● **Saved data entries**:
+++

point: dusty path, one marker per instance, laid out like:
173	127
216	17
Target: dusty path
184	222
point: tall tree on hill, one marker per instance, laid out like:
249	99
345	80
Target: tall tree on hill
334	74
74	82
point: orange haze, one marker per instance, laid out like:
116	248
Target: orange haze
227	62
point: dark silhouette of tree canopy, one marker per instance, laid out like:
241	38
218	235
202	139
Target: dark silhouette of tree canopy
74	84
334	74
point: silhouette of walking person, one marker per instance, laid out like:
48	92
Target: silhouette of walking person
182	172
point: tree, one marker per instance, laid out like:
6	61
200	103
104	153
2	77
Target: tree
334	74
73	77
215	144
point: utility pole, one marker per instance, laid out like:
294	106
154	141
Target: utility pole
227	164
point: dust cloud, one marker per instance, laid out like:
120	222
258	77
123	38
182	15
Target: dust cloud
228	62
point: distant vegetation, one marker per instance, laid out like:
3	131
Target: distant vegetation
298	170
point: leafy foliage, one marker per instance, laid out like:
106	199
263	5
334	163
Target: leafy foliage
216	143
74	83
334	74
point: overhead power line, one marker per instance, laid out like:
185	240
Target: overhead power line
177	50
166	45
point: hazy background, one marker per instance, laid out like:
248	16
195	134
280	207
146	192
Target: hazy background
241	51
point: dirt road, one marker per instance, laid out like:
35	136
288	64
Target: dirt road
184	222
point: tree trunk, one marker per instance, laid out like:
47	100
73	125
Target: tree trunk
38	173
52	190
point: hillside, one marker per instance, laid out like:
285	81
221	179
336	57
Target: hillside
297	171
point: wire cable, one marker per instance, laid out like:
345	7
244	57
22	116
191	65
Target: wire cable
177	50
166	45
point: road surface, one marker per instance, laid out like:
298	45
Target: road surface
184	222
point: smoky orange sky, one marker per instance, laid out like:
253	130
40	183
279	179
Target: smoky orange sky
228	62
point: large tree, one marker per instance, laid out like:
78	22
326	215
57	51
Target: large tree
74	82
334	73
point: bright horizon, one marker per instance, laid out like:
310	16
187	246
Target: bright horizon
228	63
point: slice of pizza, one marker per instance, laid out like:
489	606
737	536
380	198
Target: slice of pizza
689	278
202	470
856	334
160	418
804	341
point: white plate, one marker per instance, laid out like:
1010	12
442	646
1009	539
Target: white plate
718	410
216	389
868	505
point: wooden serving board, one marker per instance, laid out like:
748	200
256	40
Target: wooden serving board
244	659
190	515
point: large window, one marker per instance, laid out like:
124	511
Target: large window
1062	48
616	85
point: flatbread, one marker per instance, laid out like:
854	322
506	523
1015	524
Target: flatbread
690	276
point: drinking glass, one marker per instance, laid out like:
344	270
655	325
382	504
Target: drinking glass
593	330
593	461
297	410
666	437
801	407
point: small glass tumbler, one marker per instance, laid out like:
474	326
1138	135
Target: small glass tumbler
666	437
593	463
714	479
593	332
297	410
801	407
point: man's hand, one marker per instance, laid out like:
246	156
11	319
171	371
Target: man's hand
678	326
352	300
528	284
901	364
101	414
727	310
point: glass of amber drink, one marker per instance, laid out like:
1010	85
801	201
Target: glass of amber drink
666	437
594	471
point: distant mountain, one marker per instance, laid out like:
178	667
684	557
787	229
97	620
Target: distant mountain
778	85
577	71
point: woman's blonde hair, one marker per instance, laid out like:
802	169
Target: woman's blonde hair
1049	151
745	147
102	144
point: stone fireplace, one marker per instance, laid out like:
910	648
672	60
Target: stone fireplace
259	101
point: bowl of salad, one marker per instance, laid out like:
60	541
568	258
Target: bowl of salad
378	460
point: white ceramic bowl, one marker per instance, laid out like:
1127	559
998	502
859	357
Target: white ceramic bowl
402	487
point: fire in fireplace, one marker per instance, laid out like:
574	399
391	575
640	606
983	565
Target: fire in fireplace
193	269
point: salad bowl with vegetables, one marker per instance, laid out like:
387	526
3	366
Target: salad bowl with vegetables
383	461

+++

● **Do this**:
The entries above must be returned in full, exactly as shown.

● **Correct output**:
point: dusty path, one marker per instance, laid out like:
173	127
216	17
Target: dusty path
184	222
point: tall tree on hill, one marker per instance, laid out like:
249	99
345	80
Target: tall tree on hill
334	74
74	82
point: orange haze, one marker per instance, laid out like:
116	248
Target: orange haze
227	62
point: dark silhouette of tree canopy, one marker per instance, laid out like:
241	38
218	235
202	139
Target: dark silhouette of tree canopy
74	84
334	74
point: silhouette of walking person, one marker per instance, laid out like:
48	92
Target: silhouette of walking person
182	172
point: tree, one marker per instance, laid out like:
6	61
200	103
104	153
2	77
Target: tree
334	74
73	77
215	144
point: utility pole, one marker per instance, laid out like:
294	106
154	141
Target: utility pole
227	164
point: dust cloud, one marker per instance, laid out like:
120	222
258	77
123	38
182	15
Target: dust cloud
228	62
point: distant vegetation, one marker per instance, laid out like:
3	131
Target: distant vegetation
298	170
point: leafy foliage, one marker per instance, laid out like:
106	199
263	5
334	163
Target: leafy foliage
216	143
74	83
334	74
point: overhead power line, one marker per instance, laid out like:
185	240
Target: overhead power line
177	50
166	45
point: hazy background, one marker per instance, laid out like:
248	16
195	134
280	207
146	192
Target: hazy background
241	51
point: dirt road, one marker per instance, laid out like:
35	136
288	64
Target: dirt road
184	222
point: tree trunk, one marker per instance, laid out like:
47	100
73	125
Target: tree trunk
38	173
52	190
point: hillside, one marker per instance, laid out like:
285	81
221	179
336	57
Target: hillside
297	171
point: wire cable, one marker per instance, laid out like:
345	7
244	57
22	116
191	65
Target: wire cable
177	50
166	45
point: road surface, one marker per instance, laid out like:
298	45
Target: road surface
184	222
point: smoky orange sky, one marker per instance, laid out like:
253	130
40	183
279	179
Target: smoky orange sky
228	62
point: large tree, one marker per instance, laid out like:
78	22
326	215
57	51
Target: large tree
74	82
334	73
point: bright horizon, one marker per instance, laid out like:
310	16
187	246
Target: bright horizon
228	63
point: slice of pizza, one marker per instance, laid out like:
489	606
737	536
380	198
Target: slice of pizza
689	278
202	470
856	334
160	418
804	341
point: white plate, one marker per instance, laid out like:
1010	12
442	646
1009	539
Target: white plate
718	410
216	389
868	505
point: wooden serving board, one marker per instance, laid out like:
748	200
256	40
Target: wooden serving board
244	659
190	515
point: large window, one marker per instance, laid out like:
124	511
Target: large window
1062	48
616	85
point: flatbread, one marker per instance, laid out like:
854	322
506	523
1015	524
Target: flatbread
690	276
point: drinking glass, one marker per instance, laid out like:
344	270
655	325
382	504
Target: drinking glass
593	330
593	461
297	410
666	437
801	407
point: small glass tumbler, one marker per instance, laid out like:
474	326
1138	135
Target: small glass tumbler
666	437
593	463
714	479
593	332
297	410
801	407
point: man's hand, one marker per instance, laid out like:
246	156
11	319
171	371
Target: man's hand
678	326
352	300
528	284
901	364
101	414
727	310
point: glass of amber drink, one marker per instance, laid out like:
1010	85
801	201
Target: glass of amber drink
666	437
594	471
point: distant mountain, one marker per instance, laid out like:
178	667
684	557
787	229
97	620
Target: distant mountain
778	85
577	71
point: woman's blonde hair, one marker per instance, laid out like:
802	169
Target: woman's blonde hair
1049	151
745	147
102	144
point: stone fireplace, one marker per instance, laid out like:
910	648
672	60
Target: stone fireplace
259	101
point: bowl of salad, one marker per instance, laid out like:
60	541
568	258
Target: bowl of salad
378	460
point: white ceramic bowl, one marker per instance, laid out like:
1127	559
998	502
859	357
Target: white ceramic bowl
402	487
point: fire in fireplace, one marker per instance, laid out like:
574	399
391	575
640	606
983	565
Target: fire in fireplace
193	269
point: salad bowl with vegetables, one marker per instance, laid out like:
387	526
3	366
Target: salad bowl with vegetables
383	461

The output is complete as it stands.